## [Problem details]
Resize the material by writing out again every line starting at the one containing "Detect every man's" and ending at the one containing "[134,222,184,255]", with both of those lines included and no others. Keep each request line unchanged, and multiply every bounding-box coordinate in the answers by 0.4, rounding to whole numbers with halves rounded up.

──────── Records for this task

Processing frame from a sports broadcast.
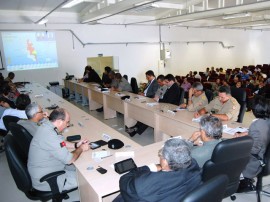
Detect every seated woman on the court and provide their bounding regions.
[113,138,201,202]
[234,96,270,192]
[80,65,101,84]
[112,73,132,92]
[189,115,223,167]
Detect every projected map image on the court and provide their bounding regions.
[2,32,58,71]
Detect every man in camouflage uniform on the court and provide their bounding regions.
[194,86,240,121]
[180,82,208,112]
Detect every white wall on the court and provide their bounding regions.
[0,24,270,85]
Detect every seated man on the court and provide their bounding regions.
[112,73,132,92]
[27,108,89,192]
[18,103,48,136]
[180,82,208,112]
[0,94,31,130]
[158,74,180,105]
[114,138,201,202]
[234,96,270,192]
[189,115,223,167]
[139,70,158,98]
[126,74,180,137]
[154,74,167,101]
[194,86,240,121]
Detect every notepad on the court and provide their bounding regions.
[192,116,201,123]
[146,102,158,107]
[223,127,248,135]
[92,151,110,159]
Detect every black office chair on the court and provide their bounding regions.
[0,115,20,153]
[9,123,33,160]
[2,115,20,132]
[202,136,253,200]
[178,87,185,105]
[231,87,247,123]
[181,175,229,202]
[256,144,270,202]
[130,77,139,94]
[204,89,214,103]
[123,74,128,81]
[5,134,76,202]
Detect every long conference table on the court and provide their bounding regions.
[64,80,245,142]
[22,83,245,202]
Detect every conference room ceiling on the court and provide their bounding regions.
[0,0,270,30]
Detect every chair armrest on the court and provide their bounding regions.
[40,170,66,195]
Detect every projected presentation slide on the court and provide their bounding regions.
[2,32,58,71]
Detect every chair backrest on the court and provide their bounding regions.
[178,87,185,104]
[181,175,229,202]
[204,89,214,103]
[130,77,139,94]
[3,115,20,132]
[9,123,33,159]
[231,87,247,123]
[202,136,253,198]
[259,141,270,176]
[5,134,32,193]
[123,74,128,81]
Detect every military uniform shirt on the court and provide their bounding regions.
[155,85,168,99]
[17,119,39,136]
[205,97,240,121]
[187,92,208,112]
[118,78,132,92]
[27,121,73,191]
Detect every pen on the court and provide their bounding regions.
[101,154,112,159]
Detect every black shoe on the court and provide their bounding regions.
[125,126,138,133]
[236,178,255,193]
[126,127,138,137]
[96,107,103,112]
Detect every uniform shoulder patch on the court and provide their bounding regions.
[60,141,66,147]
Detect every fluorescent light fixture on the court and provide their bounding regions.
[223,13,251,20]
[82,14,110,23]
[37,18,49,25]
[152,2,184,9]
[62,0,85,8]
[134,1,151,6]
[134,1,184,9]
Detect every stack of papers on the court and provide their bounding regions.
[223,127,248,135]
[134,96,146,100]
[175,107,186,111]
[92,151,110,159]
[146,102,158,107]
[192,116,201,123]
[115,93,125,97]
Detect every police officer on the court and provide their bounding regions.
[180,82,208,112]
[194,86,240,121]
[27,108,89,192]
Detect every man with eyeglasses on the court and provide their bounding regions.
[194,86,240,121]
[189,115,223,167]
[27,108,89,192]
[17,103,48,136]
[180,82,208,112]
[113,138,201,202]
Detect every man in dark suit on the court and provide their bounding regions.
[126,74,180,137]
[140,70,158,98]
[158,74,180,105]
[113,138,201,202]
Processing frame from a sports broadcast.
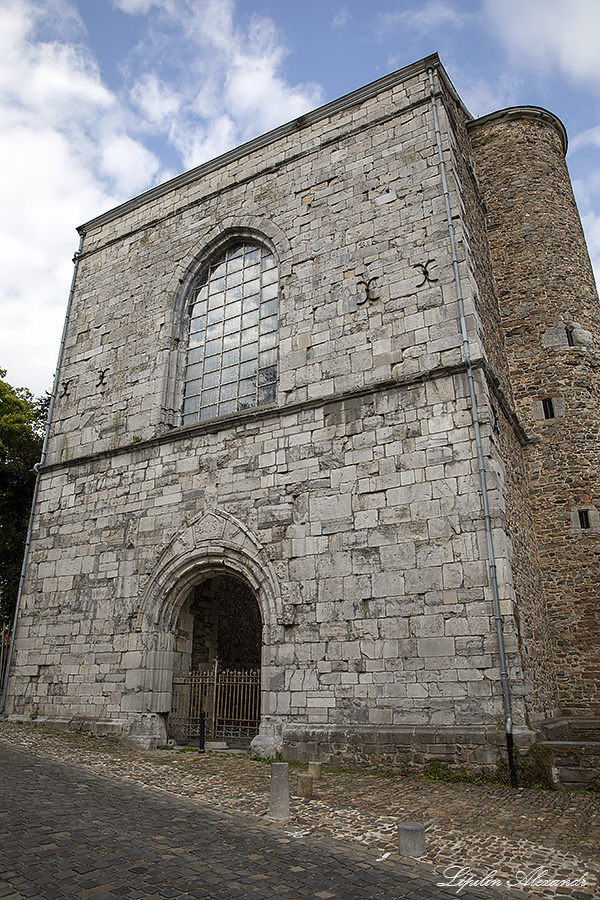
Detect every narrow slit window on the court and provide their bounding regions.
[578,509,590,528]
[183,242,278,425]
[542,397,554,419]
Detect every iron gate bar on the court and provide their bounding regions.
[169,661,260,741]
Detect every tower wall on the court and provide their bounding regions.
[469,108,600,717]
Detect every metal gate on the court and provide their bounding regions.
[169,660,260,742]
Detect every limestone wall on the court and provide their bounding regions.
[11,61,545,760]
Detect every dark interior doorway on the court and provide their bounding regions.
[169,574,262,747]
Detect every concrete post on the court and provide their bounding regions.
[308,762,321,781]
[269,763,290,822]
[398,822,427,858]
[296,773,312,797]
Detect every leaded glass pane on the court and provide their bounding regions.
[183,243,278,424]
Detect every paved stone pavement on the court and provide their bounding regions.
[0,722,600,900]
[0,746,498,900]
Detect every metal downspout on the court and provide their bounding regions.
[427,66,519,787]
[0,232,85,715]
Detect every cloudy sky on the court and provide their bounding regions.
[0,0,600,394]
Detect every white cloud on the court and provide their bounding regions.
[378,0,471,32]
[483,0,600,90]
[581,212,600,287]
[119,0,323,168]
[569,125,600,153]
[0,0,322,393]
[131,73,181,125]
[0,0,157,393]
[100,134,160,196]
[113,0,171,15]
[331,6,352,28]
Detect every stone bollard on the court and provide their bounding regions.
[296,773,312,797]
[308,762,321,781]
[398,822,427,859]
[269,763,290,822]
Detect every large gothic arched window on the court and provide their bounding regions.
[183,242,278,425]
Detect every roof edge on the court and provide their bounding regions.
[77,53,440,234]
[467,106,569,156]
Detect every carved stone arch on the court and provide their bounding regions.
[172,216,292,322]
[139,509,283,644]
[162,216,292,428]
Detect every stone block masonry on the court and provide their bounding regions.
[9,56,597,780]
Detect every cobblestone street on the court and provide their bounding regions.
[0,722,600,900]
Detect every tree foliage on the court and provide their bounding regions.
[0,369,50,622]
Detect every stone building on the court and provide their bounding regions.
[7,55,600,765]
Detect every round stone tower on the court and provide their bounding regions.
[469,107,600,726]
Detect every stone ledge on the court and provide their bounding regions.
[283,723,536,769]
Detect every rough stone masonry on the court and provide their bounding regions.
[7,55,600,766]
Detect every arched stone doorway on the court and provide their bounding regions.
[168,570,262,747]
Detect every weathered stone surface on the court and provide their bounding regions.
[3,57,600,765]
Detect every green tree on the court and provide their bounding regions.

────────────────
──────── Records for this task

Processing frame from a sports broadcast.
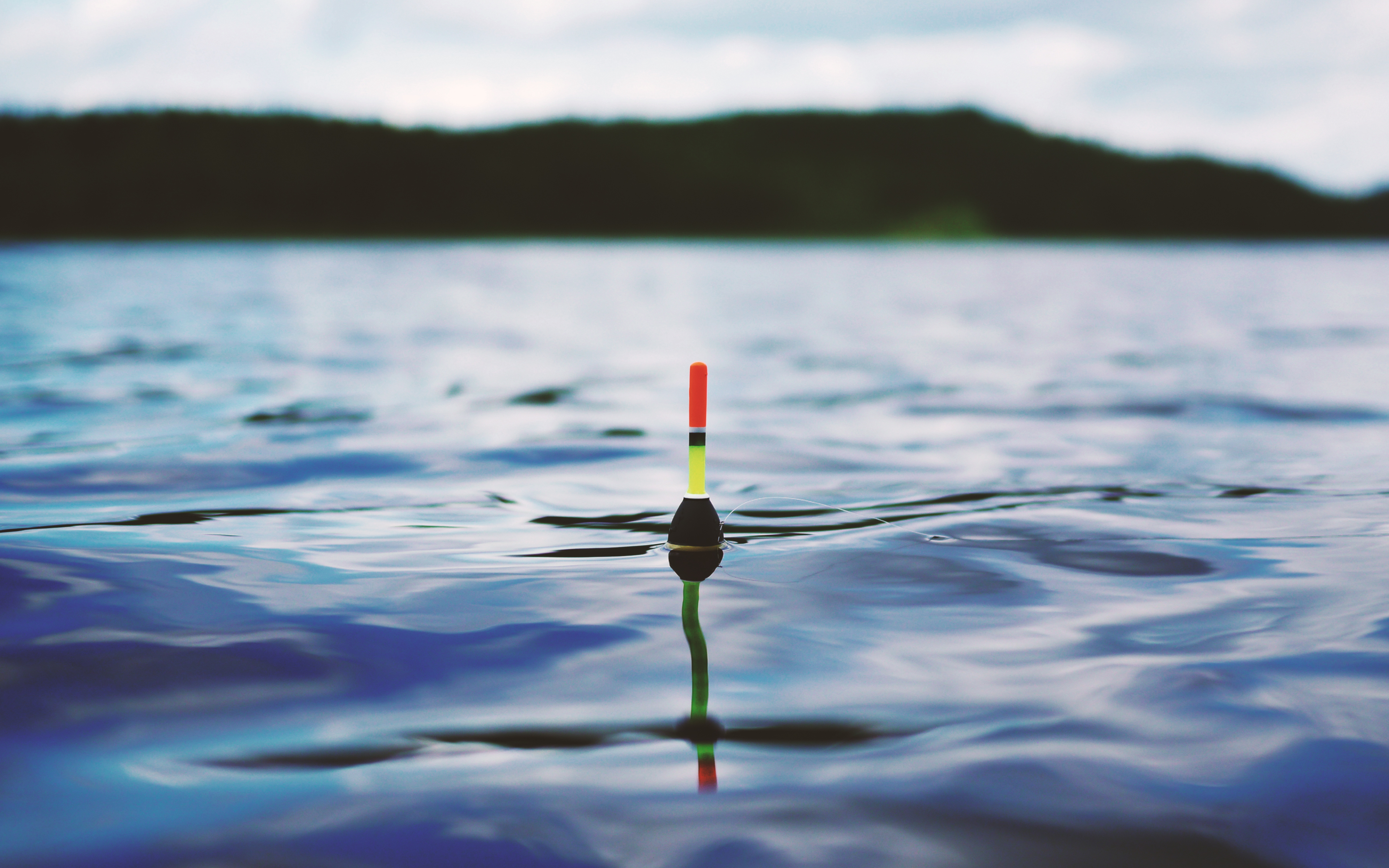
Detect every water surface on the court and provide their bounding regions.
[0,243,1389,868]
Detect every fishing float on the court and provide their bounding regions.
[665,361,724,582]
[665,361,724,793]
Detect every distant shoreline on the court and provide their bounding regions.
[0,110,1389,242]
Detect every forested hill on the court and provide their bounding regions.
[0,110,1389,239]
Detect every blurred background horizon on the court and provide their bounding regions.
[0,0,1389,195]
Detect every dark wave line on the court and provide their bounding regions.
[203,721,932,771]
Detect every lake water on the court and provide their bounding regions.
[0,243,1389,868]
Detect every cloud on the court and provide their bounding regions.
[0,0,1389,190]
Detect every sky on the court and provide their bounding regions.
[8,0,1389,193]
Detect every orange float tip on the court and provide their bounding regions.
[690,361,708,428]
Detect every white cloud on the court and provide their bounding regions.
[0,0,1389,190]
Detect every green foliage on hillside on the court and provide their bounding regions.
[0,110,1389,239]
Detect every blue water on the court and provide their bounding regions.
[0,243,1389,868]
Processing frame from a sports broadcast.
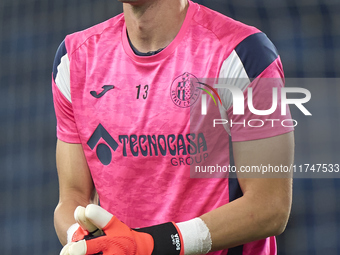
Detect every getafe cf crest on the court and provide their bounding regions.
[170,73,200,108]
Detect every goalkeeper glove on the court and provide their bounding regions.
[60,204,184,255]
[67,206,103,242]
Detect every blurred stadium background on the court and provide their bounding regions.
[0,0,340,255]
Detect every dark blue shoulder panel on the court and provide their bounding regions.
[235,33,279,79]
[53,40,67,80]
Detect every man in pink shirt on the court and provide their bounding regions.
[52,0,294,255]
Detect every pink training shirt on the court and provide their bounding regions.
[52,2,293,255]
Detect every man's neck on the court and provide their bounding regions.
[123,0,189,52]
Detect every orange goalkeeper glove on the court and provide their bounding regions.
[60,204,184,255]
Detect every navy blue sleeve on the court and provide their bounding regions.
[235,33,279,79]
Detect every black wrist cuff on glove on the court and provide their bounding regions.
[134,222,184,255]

────────────────

## [The solution]
Detect every man's neck on the court and provide their bounding regions.
[49,0,76,21]
Detect every orange goalkeeper glove on the court and provide their bounding regions.
[24,82,74,102]
Detect every navy blue sleeve on the court and provide their bounding regions.
[94,13,112,32]
Detect every black wrist cuff on glove on the court and provide their bounding regions.
[54,89,74,102]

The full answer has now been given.